TÂCHES ET EXERCICES:
- A) Dans le texte sur Edward Kennedy, recopiez le passage qui va de "Immigration. Pauvreté. Éducation." jusqu'à "sénateur des États-Unis." inclus.
- B) Selon le texte sur Edward Kennedy, pour quelle raison le sénateur a-t-il défié la maladie afin de prendre la parole à la convention démocrate de Denver ? Répondez en une à trois phrases.

TEXTE FOURNI:
======

Immigration. Pauvreté. Éducation. Droits civiques. Nommez un sujet et vous pouvez être assuré qu'Edward Kennedy y a laissé son empreinte au cours de sa longue carrière politique, comme l'attestent les quelque 2500 mesures législatives dont il a été l'auteur en tant que sénateur des États-Unis.

Mais, de son propre aveu, un combat a surpassé en importance tous les autres, celui qu'il a livré pour assurer à tous les Américains une couverture médicale.

 

«C'est la cause de ma vie», a-t-il écrit le mois dernier dans l'hebdomadaire Newsweek. «C'est la raison principale pour laquelle j'ai défié la maladie l'été dernier pour prendre la parole à la convention démocrate de Denver - pour apporter mon soutien à Barack Obama, mais aussi pour m'assurer, comme je l'ai dit, que «nous mettrons fin à la paralysie et garantirons à chaque Américain des soins de santé de qualité».»

Le hasard a voulu que le cancer emporte le sénateur du Massachusetts en plein débat sur une réforme du système de santé dont l'objectif principal est de fournir une assurance maladie à tous les Américains. Alors qu'ils font face à une opposition féroce de la part des républicains, les démocrates ont donné l'impression hier de tabler sur la disparition de Ted Kennedy pour donner un nouveau souffle à leurs efforts.

======

(Données d'expressions référentielles)
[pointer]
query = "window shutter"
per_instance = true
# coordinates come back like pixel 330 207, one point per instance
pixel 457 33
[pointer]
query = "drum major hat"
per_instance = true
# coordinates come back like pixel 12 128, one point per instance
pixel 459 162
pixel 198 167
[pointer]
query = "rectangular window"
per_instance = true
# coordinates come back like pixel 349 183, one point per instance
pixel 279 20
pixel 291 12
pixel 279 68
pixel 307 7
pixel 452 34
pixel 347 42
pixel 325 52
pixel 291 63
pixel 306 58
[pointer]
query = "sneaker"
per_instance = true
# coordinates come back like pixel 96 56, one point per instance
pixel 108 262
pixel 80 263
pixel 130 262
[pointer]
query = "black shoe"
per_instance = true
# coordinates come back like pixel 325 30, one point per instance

======

CORRIGÉ DES EXERCICES:
- A)
Immigration. Pauvreté. Éducation. Droits civiques. Nommez un sujet et vous pouvez être assuré qu'Edward Kennedy y a laissé son empreinte au cours de sa longue carrière politique, comme l'attestent les quelque 2500 mesures législatives dont il a été l'auteur en tant que sénateur des États-Unis.

- B) Il voulait apporter son soutien à Barack Obama. Il voulait aussi s'assurer que « nous mettrons fin à la paralysie et garantirons à chaque Américain des soins de santé de qualité ».